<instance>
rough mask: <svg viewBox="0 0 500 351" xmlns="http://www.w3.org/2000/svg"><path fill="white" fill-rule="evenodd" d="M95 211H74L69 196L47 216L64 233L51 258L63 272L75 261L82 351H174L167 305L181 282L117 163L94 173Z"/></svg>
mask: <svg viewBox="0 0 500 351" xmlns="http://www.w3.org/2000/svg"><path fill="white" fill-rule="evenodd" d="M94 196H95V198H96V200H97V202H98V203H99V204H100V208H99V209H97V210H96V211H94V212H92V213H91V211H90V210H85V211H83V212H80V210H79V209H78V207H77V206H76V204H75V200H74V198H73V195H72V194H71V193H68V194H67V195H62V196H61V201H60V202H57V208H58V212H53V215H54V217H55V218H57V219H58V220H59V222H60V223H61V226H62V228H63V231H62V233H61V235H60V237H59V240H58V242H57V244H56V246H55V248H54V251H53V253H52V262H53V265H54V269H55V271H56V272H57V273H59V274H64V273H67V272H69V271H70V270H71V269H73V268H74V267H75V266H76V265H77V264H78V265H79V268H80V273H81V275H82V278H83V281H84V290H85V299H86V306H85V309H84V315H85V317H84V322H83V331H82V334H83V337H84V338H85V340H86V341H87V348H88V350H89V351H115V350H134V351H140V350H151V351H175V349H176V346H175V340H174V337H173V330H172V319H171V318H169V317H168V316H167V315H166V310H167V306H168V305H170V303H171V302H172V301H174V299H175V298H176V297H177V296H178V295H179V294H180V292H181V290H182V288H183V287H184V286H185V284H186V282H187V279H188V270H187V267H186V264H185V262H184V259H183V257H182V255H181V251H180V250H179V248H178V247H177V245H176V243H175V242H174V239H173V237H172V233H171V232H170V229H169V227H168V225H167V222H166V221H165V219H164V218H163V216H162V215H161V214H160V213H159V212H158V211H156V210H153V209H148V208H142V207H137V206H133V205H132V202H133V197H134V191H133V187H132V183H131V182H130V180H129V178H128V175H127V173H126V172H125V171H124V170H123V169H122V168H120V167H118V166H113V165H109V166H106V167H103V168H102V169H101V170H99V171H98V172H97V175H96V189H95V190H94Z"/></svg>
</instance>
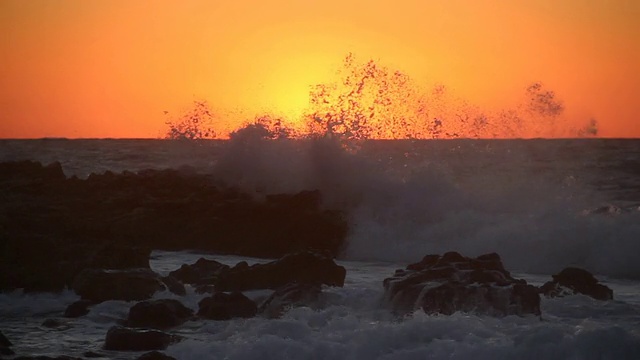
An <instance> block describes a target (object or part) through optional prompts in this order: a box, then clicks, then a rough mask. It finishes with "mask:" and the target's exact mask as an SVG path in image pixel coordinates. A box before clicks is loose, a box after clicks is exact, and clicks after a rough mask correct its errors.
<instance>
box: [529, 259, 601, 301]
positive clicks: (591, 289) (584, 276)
----
*ASSIGNED TASK*
When you repeat the material, keep every word exact and drop the pictures.

*WRITTEN ANSWER*
<instance>
rough mask: <svg viewBox="0 0 500 351" xmlns="http://www.w3.org/2000/svg"><path fill="white" fill-rule="evenodd" d="M95 211H74L69 196L47 216L64 233L51 258L63 272L75 261L82 351H174L167 305L181 282L117 163L94 173Z"/></svg>
mask: <svg viewBox="0 0 500 351" xmlns="http://www.w3.org/2000/svg"><path fill="white" fill-rule="evenodd" d="M94 196H95V198H96V200H97V202H98V203H99V204H100V208H99V209H97V210H96V211H94V212H92V213H91V211H90V210H85V211H83V212H80V210H79V209H78V207H77V206H76V204H75V200H74V198H73V195H72V194H71V193H68V194H67V195H62V196H61V201H60V202H57V208H58V212H53V215H54V217H55V218H57V219H58V220H59V222H60V223H61V226H62V228H63V231H62V233H61V235H60V237H59V240H58V242H57V244H56V246H55V248H54V251H53V253H52V262H53V265H54V269H55V271H56V272H57V273H59V274H64V273H67V272H69V271H70V270H71V269H73V268H74V267H75V266H76V265H77V264H78V265H79V268H80V273H81V275H82V278H83V281H84V290H85V299H86V306H85V309H84V315H85V317H84V322H83V331H82V334H83V337H84V338H85V340H86V341H87V348H88V350H89V351H115V350H134V351H140V350H151V351H175V349H176V346H175V340H174V337H173V330H172V319H171V318H169V317H168V316H167V315H166V310H167V306H168V305H170V303H171V302H172V301H174V299H175V298H176V297H177V296H178V295H179V294H180V292H181V290H182V288H183V287H184V286H185V284H186V282H187V279H188V270H187V267H186V264H185V262H184V259H183V257H182V255H181V251H180V250H179V248H178V247H177V245H176V243H175V242H174V239H173V237H172V233H171V232H170V229H169V227H168V225H167V222H166V221H165V219H164V218H163V216H162V215H161V214H160V213H159V212H158V211H156V210H153V209H148V208H142V207H137V206H133V205H132V202H133V197H134V191H133V187H132V183H131V182H130V180H129V178H128V175H127V173H126V172H125V171H124V170H123V169H122V168H120V167H118V166H113V165H109V166H106V167H103V168H102V169H101V170H99V171H98V172H97V175H96V189H95V190H94Z"/></svg>
</instance>
An <instance> block describes a target (object or part) through optional prompts in this order: a box, then clicks, then a rough mask. It finishes with "mask:" and the target's exact mask as an SVG path in image pixel coordinates. A box before clicks is loose, a box after clicks is exact, and clicks after a rough mask correct its errors.
<instance>
box: [529, 259, 601, 301]
positive clicks: (591, 289) (584, 276)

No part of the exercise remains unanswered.